§ EXERCISE DETAILS: Pick out each line in the entries below that contains the word "brown", treating uppercase and lowercase as different.

● ● ●

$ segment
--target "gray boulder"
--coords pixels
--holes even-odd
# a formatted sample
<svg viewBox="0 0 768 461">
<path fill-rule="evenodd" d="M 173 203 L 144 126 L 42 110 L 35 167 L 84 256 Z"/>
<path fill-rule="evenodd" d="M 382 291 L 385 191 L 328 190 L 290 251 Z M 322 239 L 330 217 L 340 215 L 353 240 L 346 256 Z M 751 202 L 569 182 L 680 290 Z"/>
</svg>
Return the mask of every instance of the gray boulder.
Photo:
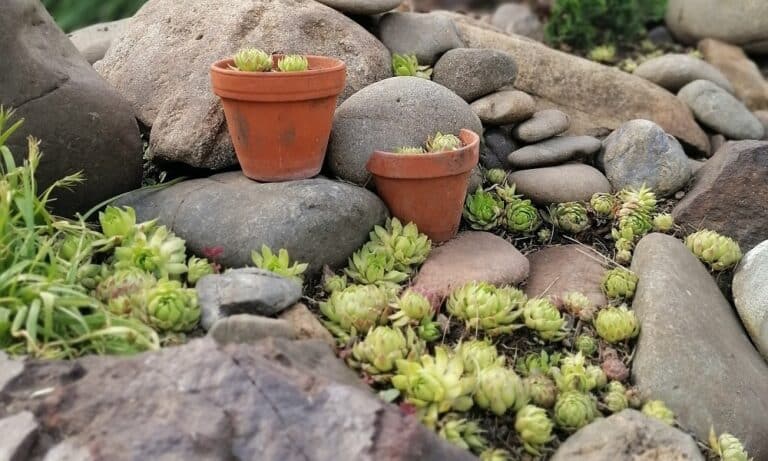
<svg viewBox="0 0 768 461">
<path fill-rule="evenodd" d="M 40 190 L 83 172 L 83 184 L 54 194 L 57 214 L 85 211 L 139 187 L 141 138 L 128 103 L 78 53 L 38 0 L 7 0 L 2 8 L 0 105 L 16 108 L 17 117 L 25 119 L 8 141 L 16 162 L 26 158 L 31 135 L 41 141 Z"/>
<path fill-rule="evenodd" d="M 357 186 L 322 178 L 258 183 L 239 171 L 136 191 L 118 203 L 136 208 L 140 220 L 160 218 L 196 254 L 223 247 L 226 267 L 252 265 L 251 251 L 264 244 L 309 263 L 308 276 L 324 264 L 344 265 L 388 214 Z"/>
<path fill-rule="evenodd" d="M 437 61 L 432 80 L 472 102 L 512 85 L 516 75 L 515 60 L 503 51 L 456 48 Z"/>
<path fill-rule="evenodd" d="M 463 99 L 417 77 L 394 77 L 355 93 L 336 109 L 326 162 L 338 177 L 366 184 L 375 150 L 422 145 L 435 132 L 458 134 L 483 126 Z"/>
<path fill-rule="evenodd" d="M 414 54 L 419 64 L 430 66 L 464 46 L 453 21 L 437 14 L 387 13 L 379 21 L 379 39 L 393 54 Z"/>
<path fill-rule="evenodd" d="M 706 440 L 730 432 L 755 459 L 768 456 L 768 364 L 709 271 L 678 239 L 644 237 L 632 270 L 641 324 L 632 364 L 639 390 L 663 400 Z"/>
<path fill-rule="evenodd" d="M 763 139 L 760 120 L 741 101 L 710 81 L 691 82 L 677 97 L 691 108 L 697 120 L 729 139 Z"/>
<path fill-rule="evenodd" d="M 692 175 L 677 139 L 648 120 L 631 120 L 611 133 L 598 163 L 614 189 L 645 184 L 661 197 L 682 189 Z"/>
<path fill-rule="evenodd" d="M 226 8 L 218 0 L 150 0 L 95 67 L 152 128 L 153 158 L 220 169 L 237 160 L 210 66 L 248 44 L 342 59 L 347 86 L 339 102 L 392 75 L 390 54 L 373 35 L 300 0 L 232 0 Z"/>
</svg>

● ● ●

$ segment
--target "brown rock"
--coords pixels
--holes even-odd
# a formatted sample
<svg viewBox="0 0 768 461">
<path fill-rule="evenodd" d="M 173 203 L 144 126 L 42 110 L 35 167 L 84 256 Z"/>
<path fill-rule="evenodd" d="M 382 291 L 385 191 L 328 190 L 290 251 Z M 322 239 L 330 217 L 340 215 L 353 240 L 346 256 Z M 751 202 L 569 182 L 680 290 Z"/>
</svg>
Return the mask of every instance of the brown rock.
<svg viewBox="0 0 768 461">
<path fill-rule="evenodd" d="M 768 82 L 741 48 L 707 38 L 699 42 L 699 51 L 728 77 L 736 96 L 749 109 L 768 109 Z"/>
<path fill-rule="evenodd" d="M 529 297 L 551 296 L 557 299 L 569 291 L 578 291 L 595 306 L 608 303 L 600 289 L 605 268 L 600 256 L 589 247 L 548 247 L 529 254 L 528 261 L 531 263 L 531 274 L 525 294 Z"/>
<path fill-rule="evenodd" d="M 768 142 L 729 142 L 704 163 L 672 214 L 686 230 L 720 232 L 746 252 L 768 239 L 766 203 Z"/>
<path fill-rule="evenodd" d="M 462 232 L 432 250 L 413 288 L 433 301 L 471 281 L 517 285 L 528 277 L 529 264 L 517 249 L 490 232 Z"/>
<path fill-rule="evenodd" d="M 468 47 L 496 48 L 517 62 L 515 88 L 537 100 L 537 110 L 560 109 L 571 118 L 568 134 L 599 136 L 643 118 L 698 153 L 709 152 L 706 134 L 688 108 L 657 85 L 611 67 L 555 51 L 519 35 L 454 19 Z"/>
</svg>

● ● ●

§ REPLY TO THE EXERCISE:
--target "brown rock"
Return the mask of every instance of the brown rock.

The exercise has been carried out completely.